> _What is asked_
Repeat the lines from the one containing "metal railing, a" through the one containing "[[157, 238], [477, 253], [128, 264]]", both included, with no changes.

• • •

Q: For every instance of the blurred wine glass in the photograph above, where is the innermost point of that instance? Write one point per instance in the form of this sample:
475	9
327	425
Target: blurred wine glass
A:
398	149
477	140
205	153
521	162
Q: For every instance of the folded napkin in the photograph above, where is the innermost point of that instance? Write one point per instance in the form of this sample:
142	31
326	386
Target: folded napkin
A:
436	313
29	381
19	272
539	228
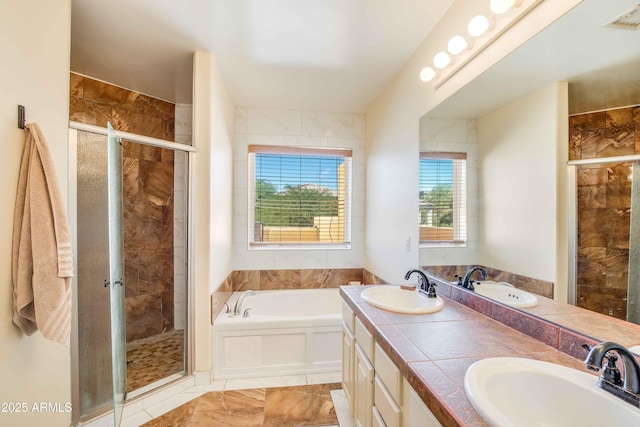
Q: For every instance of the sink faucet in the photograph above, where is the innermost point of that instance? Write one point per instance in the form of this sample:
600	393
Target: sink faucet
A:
423	282
237	308
628	388
467	282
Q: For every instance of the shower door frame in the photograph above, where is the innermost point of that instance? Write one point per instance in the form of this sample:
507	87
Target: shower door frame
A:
74	128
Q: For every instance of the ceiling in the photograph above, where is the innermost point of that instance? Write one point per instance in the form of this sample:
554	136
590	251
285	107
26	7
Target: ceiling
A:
321	55
602	65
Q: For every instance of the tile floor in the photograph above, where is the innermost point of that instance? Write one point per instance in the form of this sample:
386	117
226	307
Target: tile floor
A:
154	407
151	359
308	405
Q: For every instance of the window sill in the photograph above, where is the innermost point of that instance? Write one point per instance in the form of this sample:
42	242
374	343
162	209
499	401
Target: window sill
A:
441	245
296	247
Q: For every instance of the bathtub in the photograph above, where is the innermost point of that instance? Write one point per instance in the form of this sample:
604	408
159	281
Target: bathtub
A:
287	332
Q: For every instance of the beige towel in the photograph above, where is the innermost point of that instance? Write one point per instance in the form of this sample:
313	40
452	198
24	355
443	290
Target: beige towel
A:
42	261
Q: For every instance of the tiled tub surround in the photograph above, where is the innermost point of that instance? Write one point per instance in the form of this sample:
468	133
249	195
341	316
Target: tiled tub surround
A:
433	351
535	286
604	206
265	280
287	332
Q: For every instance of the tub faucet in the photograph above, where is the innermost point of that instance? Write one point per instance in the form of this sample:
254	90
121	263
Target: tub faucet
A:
627	388
237	308
423	282
467	282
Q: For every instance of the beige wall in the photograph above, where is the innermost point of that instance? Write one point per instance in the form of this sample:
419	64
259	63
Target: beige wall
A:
34	46
393	135
211	199
522	179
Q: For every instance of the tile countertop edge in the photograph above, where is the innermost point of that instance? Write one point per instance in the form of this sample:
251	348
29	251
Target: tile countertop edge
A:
452	412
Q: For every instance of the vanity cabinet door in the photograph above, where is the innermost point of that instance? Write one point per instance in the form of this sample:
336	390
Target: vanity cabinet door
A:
414	411
364	389
348	365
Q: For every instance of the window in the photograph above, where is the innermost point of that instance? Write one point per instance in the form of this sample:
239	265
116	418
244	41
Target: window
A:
299	197
443	216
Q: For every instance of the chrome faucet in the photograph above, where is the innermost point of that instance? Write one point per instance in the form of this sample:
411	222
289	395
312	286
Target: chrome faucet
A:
467	282
423	282
627	388
237	308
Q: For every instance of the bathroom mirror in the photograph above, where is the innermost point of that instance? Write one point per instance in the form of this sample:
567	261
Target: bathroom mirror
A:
601	66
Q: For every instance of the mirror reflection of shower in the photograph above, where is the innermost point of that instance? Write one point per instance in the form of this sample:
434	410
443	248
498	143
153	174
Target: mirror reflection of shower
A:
155	242
604	154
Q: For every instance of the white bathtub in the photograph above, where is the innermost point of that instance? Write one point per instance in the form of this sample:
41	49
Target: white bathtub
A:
287	332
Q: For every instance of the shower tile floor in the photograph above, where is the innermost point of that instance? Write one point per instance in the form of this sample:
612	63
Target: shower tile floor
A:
154	358
306	405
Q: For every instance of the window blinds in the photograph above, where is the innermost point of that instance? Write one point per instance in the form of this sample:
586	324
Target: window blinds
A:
299	196
443	198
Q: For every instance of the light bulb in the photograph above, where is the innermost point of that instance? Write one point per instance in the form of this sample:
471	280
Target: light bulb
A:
441	60
456	45
427	74
501	6
478	25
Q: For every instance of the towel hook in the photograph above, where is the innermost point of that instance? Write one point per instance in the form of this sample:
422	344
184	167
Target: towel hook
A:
21	116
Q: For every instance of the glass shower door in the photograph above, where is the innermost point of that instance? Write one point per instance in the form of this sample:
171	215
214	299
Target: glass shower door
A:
116	274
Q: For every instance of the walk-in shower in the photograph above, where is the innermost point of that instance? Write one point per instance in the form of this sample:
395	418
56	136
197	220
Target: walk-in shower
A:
150	293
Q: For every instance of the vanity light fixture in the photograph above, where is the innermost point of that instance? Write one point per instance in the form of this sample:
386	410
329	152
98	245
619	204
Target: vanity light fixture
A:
457	45
441	60
427	74
484	30
502	6
478	25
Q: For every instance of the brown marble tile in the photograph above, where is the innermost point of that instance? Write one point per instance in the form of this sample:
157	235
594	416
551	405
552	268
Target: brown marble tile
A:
588	121
571	343
592	231
529	325
621	116
617	268
132	122
76	85
592	266
88	112
322	278
143	316
471	300
244	280
608	301
619	186
178	417
616	224
574	145
279	279
297	406
347	275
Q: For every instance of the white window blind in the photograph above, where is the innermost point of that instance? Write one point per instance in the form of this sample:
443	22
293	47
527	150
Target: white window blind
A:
443	199
299	196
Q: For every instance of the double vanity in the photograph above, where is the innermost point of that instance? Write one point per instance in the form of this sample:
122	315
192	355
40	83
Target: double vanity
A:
464	360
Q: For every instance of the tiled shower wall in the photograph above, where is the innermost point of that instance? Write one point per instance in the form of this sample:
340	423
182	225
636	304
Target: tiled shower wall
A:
148	198
604	206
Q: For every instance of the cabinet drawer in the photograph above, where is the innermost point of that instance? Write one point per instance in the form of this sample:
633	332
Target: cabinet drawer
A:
376	419
389	374
348	316
364	338
387	408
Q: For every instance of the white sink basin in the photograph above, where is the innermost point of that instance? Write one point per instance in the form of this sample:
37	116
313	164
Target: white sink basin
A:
394	298
506	294
508	391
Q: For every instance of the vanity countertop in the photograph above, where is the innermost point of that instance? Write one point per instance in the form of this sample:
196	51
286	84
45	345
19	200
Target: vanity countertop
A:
433	351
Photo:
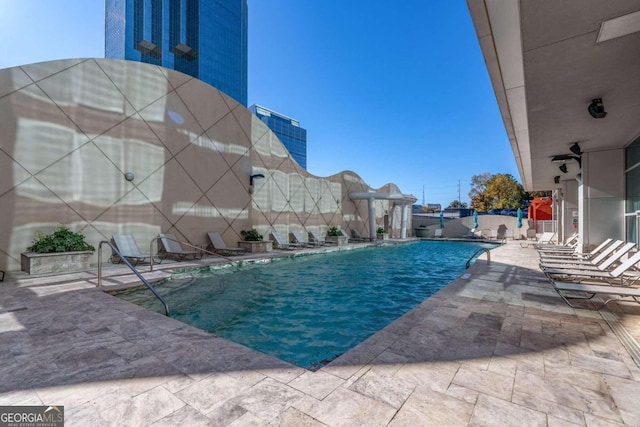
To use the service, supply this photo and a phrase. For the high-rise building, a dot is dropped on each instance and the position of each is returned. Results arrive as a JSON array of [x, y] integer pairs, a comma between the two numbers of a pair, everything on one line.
[[206, 39], [288, 130]]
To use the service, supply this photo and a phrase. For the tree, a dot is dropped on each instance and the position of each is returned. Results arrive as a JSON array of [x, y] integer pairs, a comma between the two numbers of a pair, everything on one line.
[[498, 191]]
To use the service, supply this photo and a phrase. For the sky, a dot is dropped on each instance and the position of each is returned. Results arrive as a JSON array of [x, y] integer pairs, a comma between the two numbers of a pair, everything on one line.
[[393, 91]]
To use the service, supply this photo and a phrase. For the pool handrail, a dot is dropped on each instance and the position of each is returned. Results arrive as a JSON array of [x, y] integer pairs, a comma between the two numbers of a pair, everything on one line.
[[136, 272], [476, 253]]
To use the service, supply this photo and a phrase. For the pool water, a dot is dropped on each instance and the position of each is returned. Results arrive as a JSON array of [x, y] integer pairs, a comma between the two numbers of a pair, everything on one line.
[[309, 310]]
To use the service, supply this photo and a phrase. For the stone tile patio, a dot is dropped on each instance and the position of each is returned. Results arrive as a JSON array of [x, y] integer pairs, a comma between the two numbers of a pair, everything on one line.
[[496, 347]]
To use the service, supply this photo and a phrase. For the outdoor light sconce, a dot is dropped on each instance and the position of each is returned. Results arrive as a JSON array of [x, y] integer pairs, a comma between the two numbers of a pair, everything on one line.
[[596, 109], [251, 178], [562, 158], [575, 149]]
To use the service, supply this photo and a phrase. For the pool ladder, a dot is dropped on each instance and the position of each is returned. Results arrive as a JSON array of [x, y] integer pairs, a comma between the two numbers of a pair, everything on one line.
[[478, 253], [132, 268]]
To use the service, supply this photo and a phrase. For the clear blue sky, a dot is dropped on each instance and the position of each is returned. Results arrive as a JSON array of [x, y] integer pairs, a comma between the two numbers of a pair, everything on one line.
[[394, 91]]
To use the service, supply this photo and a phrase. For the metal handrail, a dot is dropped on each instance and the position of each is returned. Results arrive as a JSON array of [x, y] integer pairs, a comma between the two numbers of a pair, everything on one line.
[[155, 239], [137, 273], [478, 252]]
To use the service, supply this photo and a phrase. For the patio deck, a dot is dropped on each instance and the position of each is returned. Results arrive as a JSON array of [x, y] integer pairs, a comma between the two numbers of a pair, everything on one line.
[[496, 347]]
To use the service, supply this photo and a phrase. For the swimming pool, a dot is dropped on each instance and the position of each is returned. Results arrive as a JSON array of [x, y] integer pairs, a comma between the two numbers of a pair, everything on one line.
[[309, 310]]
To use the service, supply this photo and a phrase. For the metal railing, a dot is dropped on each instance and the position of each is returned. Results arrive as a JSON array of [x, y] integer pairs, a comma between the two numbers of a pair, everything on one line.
[[157, 238], [477, 253], [128, 264]]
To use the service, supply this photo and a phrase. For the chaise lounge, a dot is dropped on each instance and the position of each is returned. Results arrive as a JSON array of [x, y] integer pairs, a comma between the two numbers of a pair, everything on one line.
[[217, 245]]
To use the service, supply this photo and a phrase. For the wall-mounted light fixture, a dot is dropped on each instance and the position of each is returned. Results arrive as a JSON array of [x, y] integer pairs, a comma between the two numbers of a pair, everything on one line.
[[575, 149], [251, 178], [596, 109], [562, 158]]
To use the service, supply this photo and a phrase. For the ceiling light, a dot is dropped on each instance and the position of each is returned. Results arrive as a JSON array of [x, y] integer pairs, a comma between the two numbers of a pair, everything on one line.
[[596, 109]]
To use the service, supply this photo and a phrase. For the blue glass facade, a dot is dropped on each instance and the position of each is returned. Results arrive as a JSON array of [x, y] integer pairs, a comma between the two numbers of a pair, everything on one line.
[[206, 39], [288, 130]]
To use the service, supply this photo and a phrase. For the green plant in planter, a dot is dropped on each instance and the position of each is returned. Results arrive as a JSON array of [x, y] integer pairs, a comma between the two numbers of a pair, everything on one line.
[[251, 235], [334, 231], [61, 240]]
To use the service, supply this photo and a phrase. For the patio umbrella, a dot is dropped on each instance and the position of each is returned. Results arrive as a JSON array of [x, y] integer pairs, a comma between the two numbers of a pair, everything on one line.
[[519, 215]]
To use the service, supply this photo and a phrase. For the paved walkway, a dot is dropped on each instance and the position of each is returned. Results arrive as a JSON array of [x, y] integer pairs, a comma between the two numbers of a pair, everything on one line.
[[496, 347]]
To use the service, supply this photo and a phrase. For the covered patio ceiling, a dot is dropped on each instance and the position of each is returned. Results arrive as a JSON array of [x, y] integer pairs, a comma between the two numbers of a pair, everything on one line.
[[547, 60]]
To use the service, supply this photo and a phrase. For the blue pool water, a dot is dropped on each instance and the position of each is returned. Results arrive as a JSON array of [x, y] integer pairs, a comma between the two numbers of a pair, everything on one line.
[[309, 310]]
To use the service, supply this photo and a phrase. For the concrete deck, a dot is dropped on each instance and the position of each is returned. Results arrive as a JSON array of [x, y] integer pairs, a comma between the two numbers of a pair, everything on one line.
[[496, 347]]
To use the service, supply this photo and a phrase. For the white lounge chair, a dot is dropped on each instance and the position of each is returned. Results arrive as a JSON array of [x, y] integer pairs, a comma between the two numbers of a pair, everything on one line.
[[127, 246], [218, 246], [574, 254], [624, 274], [171, 247], [283, 244], [601, 263], [565, 290], [545, 239], [316, 239], [299, 239]]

• • •

> _Problem solution_
To use the service, supply this photo and a phrase. For the metal railing, a dot is dropped on each instance and the position of each is returned. Results arrive as a JSON array of [x, y] integer pairs, a comma between the two numbers of a pair, everything on one line.
[[157, 238], [477, 253], [128, 264]]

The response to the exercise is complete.